- **GOAL**
Please copy all the records below, substituting "farm survey record" for every "agriculture scouting record" and changing nothing else. Leave the pictures out of your copy.

Position identification records

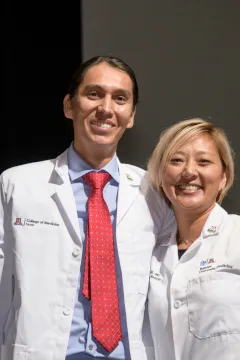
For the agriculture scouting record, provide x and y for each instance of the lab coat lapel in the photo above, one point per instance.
(127, 192)
(63, 197)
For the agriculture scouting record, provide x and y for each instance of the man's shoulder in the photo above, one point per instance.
(27, 172)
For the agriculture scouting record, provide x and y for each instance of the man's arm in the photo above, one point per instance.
(6, 278)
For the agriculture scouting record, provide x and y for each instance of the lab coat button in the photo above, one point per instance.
(67, 311)
(76, 252)
(177, 304)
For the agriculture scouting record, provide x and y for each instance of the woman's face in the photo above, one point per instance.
(194, 176)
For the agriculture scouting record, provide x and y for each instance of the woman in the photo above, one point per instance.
(194, 295)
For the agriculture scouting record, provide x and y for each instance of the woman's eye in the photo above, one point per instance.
(175, 160)
(121, 99)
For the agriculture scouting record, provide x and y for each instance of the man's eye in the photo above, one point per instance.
(93, 94)
(204, 161)
(121, 99)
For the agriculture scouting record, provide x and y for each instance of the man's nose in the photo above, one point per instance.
(105, 108)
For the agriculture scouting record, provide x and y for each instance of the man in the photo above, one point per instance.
(77, 234)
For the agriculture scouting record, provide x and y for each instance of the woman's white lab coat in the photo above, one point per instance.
(194, 302)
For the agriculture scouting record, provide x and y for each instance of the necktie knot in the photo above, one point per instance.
(97, 180)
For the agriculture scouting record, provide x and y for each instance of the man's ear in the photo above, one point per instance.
(67, 106)
(131, 120)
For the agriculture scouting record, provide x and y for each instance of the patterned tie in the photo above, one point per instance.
(99, 283)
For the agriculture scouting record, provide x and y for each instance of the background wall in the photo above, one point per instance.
(186, 56)
(42, 48)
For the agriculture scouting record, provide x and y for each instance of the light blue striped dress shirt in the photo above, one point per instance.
(82, 345)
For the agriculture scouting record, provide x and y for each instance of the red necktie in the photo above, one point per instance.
(99, 283)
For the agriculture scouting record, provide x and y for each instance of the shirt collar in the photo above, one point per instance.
(77, 167)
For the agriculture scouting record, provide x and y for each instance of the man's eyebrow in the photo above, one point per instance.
(90, 87)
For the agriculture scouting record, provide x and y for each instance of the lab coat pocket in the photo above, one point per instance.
(214, 305)
(143, 247)
(14, 352)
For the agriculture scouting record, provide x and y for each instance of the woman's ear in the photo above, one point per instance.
(223, 182)
(67, 106)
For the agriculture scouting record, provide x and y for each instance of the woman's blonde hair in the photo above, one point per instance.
(180, 133)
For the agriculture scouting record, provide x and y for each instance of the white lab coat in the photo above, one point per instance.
(41, 251)
(194, 303)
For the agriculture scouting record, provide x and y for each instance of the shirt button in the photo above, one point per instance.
(76, 252)
(67, 311)
(177, 304)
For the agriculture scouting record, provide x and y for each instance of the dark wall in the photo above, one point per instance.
(42, 48)
(186, 55)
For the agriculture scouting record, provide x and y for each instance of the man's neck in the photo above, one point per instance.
(96, 159)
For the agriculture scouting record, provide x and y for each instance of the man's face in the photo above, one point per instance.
(102, 108)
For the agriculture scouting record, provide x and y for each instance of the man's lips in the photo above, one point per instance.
(102, 124)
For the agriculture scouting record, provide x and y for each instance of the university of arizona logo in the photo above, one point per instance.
(212, 229)
(20, 221)
(207, 262)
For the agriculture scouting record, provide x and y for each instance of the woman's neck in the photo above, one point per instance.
(190, 225)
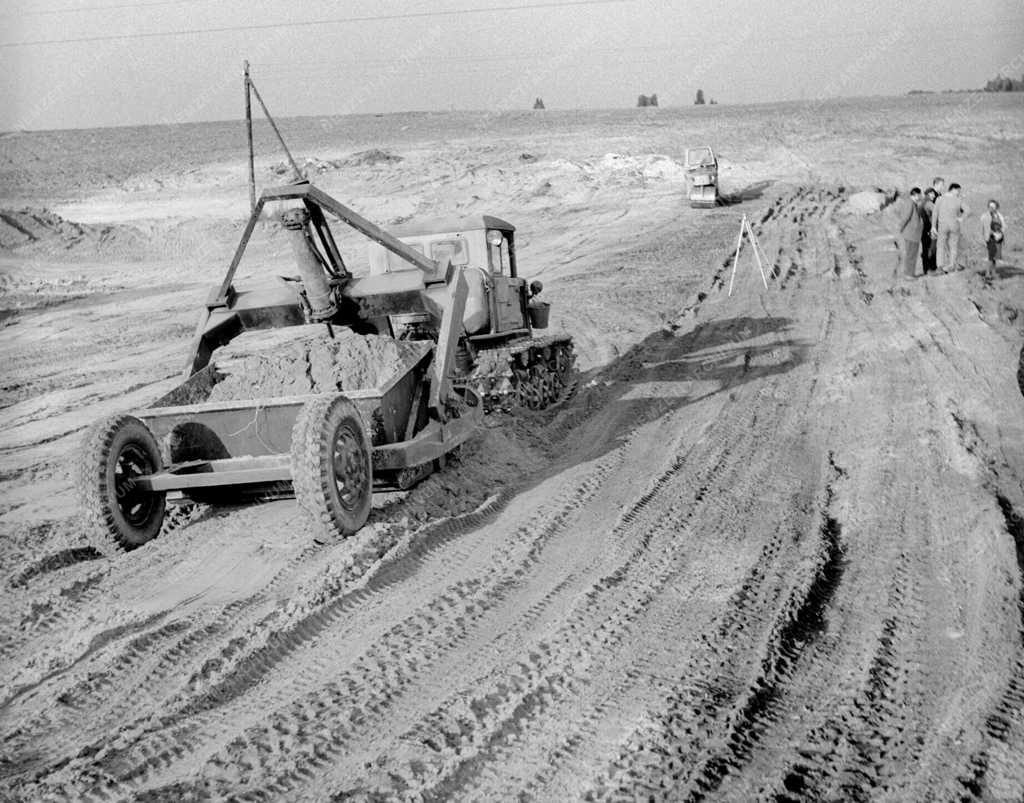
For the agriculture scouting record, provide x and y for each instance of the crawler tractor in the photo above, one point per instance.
(701, 176)
(453, 285)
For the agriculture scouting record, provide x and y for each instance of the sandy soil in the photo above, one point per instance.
(770, 548)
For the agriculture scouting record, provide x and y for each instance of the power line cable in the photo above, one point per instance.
(311, 23)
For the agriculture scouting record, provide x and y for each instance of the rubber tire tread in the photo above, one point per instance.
(107, 532)
(1020, 371)
(311, 460)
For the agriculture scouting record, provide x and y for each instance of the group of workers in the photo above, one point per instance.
(932, 222)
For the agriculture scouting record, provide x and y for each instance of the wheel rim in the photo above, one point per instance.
(135, 503)
(349, 462)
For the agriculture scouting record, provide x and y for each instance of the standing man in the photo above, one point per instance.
(910, 225)
(949, 211)
(992, 231)
(927, 243)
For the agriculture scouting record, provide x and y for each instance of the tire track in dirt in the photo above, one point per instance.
(547, 694)
(211, 713)
(1004, 723)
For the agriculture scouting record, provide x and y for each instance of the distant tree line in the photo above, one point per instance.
(1004, 84)
(998, 84)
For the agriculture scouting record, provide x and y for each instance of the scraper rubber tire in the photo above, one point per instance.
(332, 472)
(118, 515)
(1020, 372)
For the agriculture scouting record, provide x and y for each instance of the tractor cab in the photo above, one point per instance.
(498, 304)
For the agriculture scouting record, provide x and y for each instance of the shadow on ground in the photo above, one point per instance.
(749, 193)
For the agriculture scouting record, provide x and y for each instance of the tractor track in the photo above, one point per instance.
(696, 579)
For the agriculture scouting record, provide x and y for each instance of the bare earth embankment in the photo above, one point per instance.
(770, 548)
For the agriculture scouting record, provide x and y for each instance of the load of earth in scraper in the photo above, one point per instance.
(312, 363)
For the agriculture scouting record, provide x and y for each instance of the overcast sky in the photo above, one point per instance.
(129, 67)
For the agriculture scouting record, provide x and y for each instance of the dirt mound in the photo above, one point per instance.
(46, 229)
(372, 157)
(314, 364)
(867, 202)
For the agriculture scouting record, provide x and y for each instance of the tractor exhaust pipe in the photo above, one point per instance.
(315, 287)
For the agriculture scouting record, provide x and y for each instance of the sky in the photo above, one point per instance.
(85, 64)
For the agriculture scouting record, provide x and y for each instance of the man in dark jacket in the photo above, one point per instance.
(909, 230)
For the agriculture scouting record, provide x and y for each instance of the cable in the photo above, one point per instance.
(311, 23)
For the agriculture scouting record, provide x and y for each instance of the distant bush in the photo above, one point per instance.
(1004, 84)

- **PROBLEM SOLUTION**
For the farm survey record, provide x and y for each instance of the lab coat lapel in the photo above, one point per instance.
(127, 192)
(63, 197)
For the farm survey record, provide x and y for each instance of the man's shoulder in the photo above, one point per instance.
(27, 172)
For the farm survey record, provide x and y for each instance of the man's arm in the photo above, one point per instance.
(6, 278)
For the farm survey record, provide x and y for each instance of the lab coat button in the photo above, one point per instance.
(67, 311)
(76, 252)
(177, 304)
For the farm survey record, provide x and y for each instance of the woman's face in the photo above, one point per instance.
(194, 176)
For the farm survey record, provide x and y for each instance of the woman in the photo above, one point per instance.
(194, 295)
For the farm survey record, provide x and y for each instance of the woman's eye in the photo above, one point per instance.
(175, 160)
(121, 99)
For the farm survey record, provide x and y for each instance of the man's eye in the photo above, one point per instance.
(93, 94)
(204, 161)
(121, 99)
For the farm survey record, provide x and y for each instance of the man's nose in the photo above, one point per instance.
(105, 108)
For the farm survey record, provide x and y for each instance of the man in the photo above, one point per instance.
(77, 234)
For the farm survey record, provide x and y for each instance of the woman's white lab coat in the photo above, one point per instance.
(194, 302)
For the farm survey record, provide x and y for each instance of the necktie knot in the photo above, one point per instance.
(97, 180)
For the farm survey record, provide x and y for each instance of the man's ear in the photo above, one point per instance.
(67, 106)
(131, 120)
For the farm survey record, provide x and y for each instance of the patterned tie in the photo above, one point per instance.
(99, 283)
For the farm survey record, provide x and y for each instance of the background wall in the photo above, one point per instance.
(186, 56)
(42, 48)
For the farm survey record, provide x and y for each instance of the light blue striped dress shirt in the photo above, one point per instance.
(82, 345)
For the farm survey record, provide x and y for each instance of the red necktie in the photo above, one point per instance.
(99, 283)
For the farm survey record, provide x and y for each instance of the shirt collar in the photo above, one point per instance.
(77, 167)
For the farm survey record, provide x and y for each instance of the man's eyebrow in the photo above, one point per instance.
(90, 87)
For the farm survey record, provide x and y for each instance of the lab coat pocket in the photo above, one point per instance.
(214, 305)
(143, 247)
(14, 352)
For the farm survey record, provide x and y for each instance of the woman's ear in the photo above, one point per instance.
(223, 182)
(67, 106)
For the farm survey record, provide x and y for each instance of the woman's blonde hair in the photo above, one point per instance.
(180, 133)
For the farm survey record, provide x and y for each instance of the white lab coat in the photo above, one point per instance.
(41, 251)
(194, 303)
For the farm survey record, provide x and y for each instance of the shirt button in the photo above, one point per instance.
(76, 252)
(67, 311)
(177, 304)
For the farm survey record, provide x and y for each instance of the dark wall in the photo above, one point per instance.
(42, 48)
(186, 55)
For the farm survey record, provide x and y for each instance of the man's neck in the photo above, one point per instance.
(96, 159)
For the farm survey record, provide x and y for each instance of the man's face in the photo above, one point per instance.
(102, 108)
For the farm survey record, provide x and y for each instance of the man's lips in the photo above, one point per instance.
(102, 124)
For the farm survey record, provide x and y for each instance of the university of arizona logo in the photo above, one point per instance.
(212, 229)
(20, 221)
(207, 262)
For the farm survey record, provide x and y for each instance of the woman's neck in the photo above, one point per instance.
(190, 225)
For the farm survey record, provide x and y for each instance of the crawler tractor in the photo above, one point per instance.
(701, 176)
(453, 285)
For the farm survey record, provide x and y for each instance of the sandy soil in the photo above, one point per instance.
(770, 548)
For the farm survey record, provide x and y for each instance of the power line cable in the photo above, one point per instance.
(311, 23)
For the farm survey record, provide x and y for each instance of the rubber tire tread in the photo above, one point per instance.
(107, 532)
(1020, 371)
(311, 460)
For the farm survey record, provide x and y for each instance of the group of workers in the photo above, one point per instance.
(932, 222)
For the farm survey record, provide x and y for each instance of the wheel rim in the photo above, one point per instance.
(135, 503)
(349, 462)
For the farm survey record, provide x and y for each instance of the standing man in the photo above, one point per instance.
(910, 225)
(949, 211)
(992, 231)
(927, 243)
For the farm survey record, provide x and y for each instance of the tire track in dirt in the photo above, one point per instance.
(547, 694)
(211, 713)
(1004, 723)
For the farm survey record, provide x and y for each instance of the distant tree line in the photo above, one point per instance.
(1004, 84)
(998, 84)
For the farm survey record, provide x and y for each instance of the scraper rubber tire in the photo above, one point per instance.
(332, 472)
(118, 515)
(1020, 372)
For the farm survey record, provide x and y for each instance of the tractor cab in the photo above, one point per instance.
(498, 304)
For the farm survey record, provide x and y for each instance of the shadow on ground in the photo above, one point per instance.
(749, 193)
For the farm survey record, provide x and y for each instance of the tractor track in the photo above, one point per instance.
(696, 579)
For the farm survey record, provide x and y for each instance of the bare earth embankment in the photo above, one point per instance.
(770, 548)
For the farm survey record, provide x and y for each instance of the load of earth in scraper in the photo above, one point per instance.
(312, 363)
For the farm survey record, provide x and y for each instance of the overcast sky in the photo above, one point per instance.
(129, 67)
For the farm survey record, provide x and y for each instance of the dirt mound in the photo above, one point per instance.
(46, 229)
(372, 157)
(314, 364)
(867, 202)
For the farm survey record, provide x and y for each instance of the tractor exhaust pipe in the photo above, one point per instance.
(315, 287)
For the farm survey record, provide x and y for each instance of the sky in the photo above, one point per instance.
(85, 64)
For the farm survey record, provide x and y for each instance of the man in dark jacket in the photo above, one point per instance.
(909, 230)
For the farm survey record, provide x and y for each instance of the cable in the photo above, one point per instance.
(311, 23)
For the farm survey record, provide x and y for each instance of the distant bush in the photo above, one point per instance.
(1004, 84)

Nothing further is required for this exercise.